Text excerpt =

******

Now that my game engine has most of the features that make it usable, I wanted to spend the next couple of months focusing on performance.
I decided to start with the Light Pass. For testing, I loaded a scene with around 214,000 vertices. Not a huge scene, but enough to get meaningful profiler data. After running the profiler, these were the numbers for the Light Pass:
- GPU Time: 2.53 ms
- ALU Limiter: 37.65%
- ALU Utilization: 35.77%
- Texture Read Limiter: 57.8%
- Texture Read Utilization: 26.83%
- MMU Limiter: 32.19%
The biggest limiter was Texture Read, at almost 58%. This means the GPU was spending a lot of time fetching data from textures—likely because they weren’t being cached efficiently. In hindsight, I should have started by tackling the biggest limiter. Instead, I first focused on improving the MMU. Not the best choice, but that’s how you learn.
MMU Limiter means your GPU performance is constrained by memory address lookups and fetches, not arithmetic.
Optimization 1: Buffer Pre-Loading
Buffer pre-loading combines related data into a single buffer so the GPU can fetch it more efficiently, instead of bouncing between multiple buffers. In my original shader, I was sending light data through separate buffers:
constant PointLightUniform *pointLights [[buffer(lightPassPointLightsIndex)]]
constant int *pointLightsCount [[buffer(lightPassPointLightsCountIndex)]]
I restructured this into a single struct that packages light data together. This change reduced the MMU Limiter from 32.19% → 26.43%.
Optimization 2: Use .read() Instead of .sample()
During the Light Pass, I fetch data from multiple G-buffer textures such as Position, Normal, Albedo, and SSAO. Originally, I used .sample(), but this does more work than necessary—it applies filtering and mipmap logic, which adds both memory traffic and math. Switching to .read() (a direct texel fetch) gave a noticeable improvement:
- Texture Read Limiter: 57.8% → 46.79%
- Texture Read Utilization: 26.83% → 30.03%
Optimization 3: Reduce G-Buffer Resolution
Next, I reduced the G-Buffer textures from float to half. I expected this to lower bandwidth usage, but to my surprise it made things worse:
- Texture Read Limiter: 46.79% → 56.9%
- Texture Read Utilization: 30.03% → 32.31%
Sometimes optimizations backfire, and this was one of those cases.
Optimization 4: Half-Precision Math in Lighting
I then focused on ALU utilization by switching parts of my lighting calculations to use half-precision (half) math. Specifically:
- Diffuse contribution → half precision
- Specular contribution → full precision (float)
The results were underwhelming:
- ALU Limiter: 37.65% → 37.55%
- ALU Utilization: 35.77% → 35.83%
- F32 Utilization: 27.86% → 25.12%
- F16 Utilization: 0% → 1.11%
Half-precision math showed up in the counters, but didn’t change the overall bottleneck.
Final Results
Here’s the overall improvement from all the optimizations:
Before → After
- GPU Time: 2.53 ms → 2.31 ms (~8.7% faster)

******

Exercise task a =
In the Light Pass optimization write-up, condense the paragraph beginning "During the Light Pass, I fetch data" into a short bulleted list that keeps its main facts.

******

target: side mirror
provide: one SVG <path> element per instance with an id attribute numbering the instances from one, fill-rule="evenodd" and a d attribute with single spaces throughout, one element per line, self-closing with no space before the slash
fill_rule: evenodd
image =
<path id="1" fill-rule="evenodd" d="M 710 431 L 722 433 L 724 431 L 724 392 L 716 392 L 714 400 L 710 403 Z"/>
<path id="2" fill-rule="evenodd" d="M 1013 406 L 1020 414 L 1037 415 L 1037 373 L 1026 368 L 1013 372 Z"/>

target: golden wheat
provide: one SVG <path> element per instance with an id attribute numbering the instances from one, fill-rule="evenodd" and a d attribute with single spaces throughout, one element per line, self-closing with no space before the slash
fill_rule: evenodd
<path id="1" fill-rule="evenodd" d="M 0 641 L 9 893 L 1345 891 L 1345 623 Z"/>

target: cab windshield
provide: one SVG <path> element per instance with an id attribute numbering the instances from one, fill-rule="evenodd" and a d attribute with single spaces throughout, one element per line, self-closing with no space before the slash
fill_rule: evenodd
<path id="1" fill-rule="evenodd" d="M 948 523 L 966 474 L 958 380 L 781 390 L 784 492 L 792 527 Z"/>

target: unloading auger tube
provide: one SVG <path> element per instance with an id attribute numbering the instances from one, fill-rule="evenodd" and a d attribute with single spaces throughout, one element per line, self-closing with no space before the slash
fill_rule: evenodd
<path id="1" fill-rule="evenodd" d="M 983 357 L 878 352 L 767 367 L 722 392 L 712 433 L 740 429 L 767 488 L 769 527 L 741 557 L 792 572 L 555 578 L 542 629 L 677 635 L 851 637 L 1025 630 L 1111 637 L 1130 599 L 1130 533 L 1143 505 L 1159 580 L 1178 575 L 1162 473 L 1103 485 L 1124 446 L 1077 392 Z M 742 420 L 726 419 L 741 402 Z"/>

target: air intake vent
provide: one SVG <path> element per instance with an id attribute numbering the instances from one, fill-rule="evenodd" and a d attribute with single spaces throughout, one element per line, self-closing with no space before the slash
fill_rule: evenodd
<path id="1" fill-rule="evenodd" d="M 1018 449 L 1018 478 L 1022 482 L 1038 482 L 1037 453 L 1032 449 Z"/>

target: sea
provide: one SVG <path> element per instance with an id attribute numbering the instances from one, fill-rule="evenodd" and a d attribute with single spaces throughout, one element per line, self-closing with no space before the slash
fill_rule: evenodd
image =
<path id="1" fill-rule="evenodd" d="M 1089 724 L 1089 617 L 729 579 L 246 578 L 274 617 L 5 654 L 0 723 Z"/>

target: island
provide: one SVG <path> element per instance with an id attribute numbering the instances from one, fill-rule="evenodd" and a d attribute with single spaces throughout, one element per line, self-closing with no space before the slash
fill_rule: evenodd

******

Exercise task b =
Quote the records from their very first line through the line containing "641 L 9 893", including both of those lines.

Correct result a =
- The Light Pass fetches data from several G-buffer textures: Position, Normal, Albedo, and SSAO.
- These were originally fetched with .sample(), which does more work than needed because it applies filtering and mipmap logic, adding memory traffic and math.
- Switching to .read(), a direct texel fetch, gave a noticeable improvement.

Correct result b =
target: side mirror
provide: one SVG <path> element per instance with an id attribute numbering the instances from one, fill-rule="evenodd" and a d attribute with single spaces throughout, one element per line, self-closing with no space before the slash
fill_rule: evenodd
image =
<path id="1" fill-rule="evenodd" d="M 710 431 L 722 433 L 724 431 L 724 392 L 716 392 L 714 400 L 710 403 Z"/>
<path id="2" fill-rule="evenodd" d="M 1013 406 L 1020 414 L 1037 415 L 1037 373 L 1026 368 L 1013 372 Z"/>

target: golden wheat
provide: one SVG <path> element per instance with an id attribute numbering the instances from one, fill-rule="evenodd" and a d attribute with single spaces throughout, one element per line, self-closing with no space before the slash
fill_rule: evenodd
<path id="1" fill-rule="evenodd" d="M 0 641 L 9 893 L 1345 891 L 1345 623 Z"/>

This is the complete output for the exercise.